Dataset excerpt
►

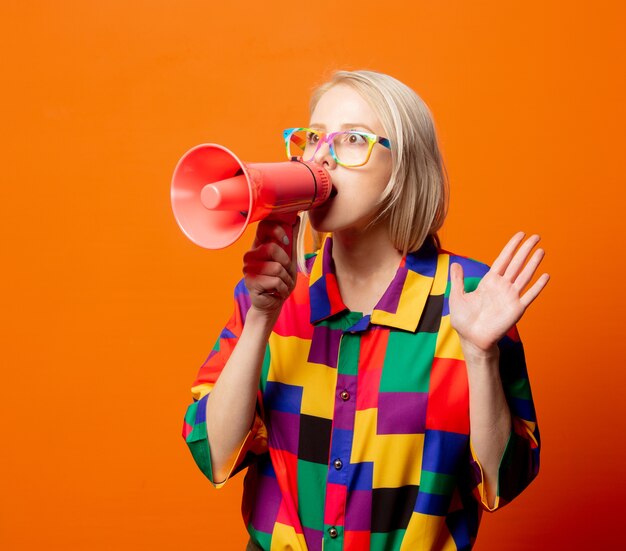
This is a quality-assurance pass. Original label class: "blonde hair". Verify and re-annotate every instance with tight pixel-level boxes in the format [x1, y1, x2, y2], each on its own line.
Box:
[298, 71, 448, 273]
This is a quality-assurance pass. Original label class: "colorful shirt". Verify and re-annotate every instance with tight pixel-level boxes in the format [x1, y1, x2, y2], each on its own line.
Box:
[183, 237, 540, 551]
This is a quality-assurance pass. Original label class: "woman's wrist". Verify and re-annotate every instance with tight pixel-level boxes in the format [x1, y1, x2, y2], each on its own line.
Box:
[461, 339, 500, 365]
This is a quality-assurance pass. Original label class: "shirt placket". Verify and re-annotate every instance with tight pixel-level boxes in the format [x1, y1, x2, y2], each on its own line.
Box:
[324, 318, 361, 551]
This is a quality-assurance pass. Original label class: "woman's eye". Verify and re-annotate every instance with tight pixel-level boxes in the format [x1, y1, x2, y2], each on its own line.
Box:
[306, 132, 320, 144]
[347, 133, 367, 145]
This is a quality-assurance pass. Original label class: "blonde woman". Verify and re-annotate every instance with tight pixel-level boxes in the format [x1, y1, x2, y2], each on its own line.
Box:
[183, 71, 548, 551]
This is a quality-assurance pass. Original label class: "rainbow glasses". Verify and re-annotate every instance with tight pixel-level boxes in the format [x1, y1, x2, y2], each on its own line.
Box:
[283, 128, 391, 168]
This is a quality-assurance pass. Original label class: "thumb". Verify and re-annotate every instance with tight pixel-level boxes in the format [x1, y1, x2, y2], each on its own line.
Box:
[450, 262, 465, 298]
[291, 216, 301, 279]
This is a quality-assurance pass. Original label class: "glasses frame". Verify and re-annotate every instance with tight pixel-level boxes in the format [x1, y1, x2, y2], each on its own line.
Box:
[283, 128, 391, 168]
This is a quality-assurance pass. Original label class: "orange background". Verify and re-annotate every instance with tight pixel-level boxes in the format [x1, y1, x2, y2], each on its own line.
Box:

◄

▶ [PROBLEM REQUIREMENTS]: Please arrange every line of the records above as a JSON list of strings, one string per line, with blank lines omitted and the pictures left out.

▶ [FULL ANSWER]:
[
  "This is a quality-assurance pass. Original label class: \"blonde hair\". Verify and re-annotate every instance with tight pixel-level boxes in the format [x1, y1, x2, y2], each on its own line.",
  "Box:",
  "[298, 71, 448, 273]",
  "This is a quality-assurance pass. Original label class: \"colorful shirt\". Verify and re-annotate every instance with tight pixel-level boxes in the format [x1, y1, x2, y2], each on its own line.",
  "Box:",
  "[183, 237, 540, 551]",
  "This is a quality-assurance pass. Original label class: \"woman's wrist\". Verify and re-annotate every instance with tight pixel-level boxes in the format [x1, y1, x2, y2], each on its own line.",
  "Box:",
  "[461, 339, 500, 365]",
  "This is a quality-assurance pass. Original label class: \"shirt placket\". Verify and re-annotate every instance with tight pixel-level boxes in the format [x1, y1, x2, y2], each on its own line.",
  "Box:",
  "[324, 318, 361, 551]",
  "This is a quality-assurance pass. Original label class: \"woman's eye\". Verify and re-annotate every instance with tight pixel-level boxes in the format [x1, y1, x2, y2], each on its own line.",
  "Box:",
  "[306, 132, 320, 144]",
  "[347, 133, 367, 145]",
  "This is a quality-assurance pass. Original label class: \"blonde woman\". Verify and re-annotate every instance with tight pixel-level boxes in the format [x1, y1, x2, y2], each on its own line.",
  "Box:",
  "[183, 71, 548, 551]",
  "This is a quality-assurance pass. Original label class: \"rainbow glasses\". Verify and re-annotate every instance with tight pixel-level boxes in the format [x1, y1, x2, y2], each on its own line.",
  "Box:",
  "[283, 128, 391, 168]",
  "This is a quality-assurance pass. Original label class: \"thumb\". Verify and re-annotate every instance with tight pixel-level boxes in the format [x1, y1, x2, y2], each on its own line.",
  "Box:",
  "[450, 262, 465, 298]",
  "[291, 216, 301, 279]",
  "This is a quality-assurance pass. Original label class: \"glasses frame\". Verify and re-annotate every instance with tight pixel-level boxes in the format [x1, y1, x2, y2], each on its own line.",
  "Box:",
  "[283, 128, 391, 168]",
  "This is a quality-assurance pass. Original label class: \"orange background\". Verify and re-annotate every instance with tight pixel-level boxes in the format [x1, y1, x2, y2], each on its own line.",
  "Box:"
]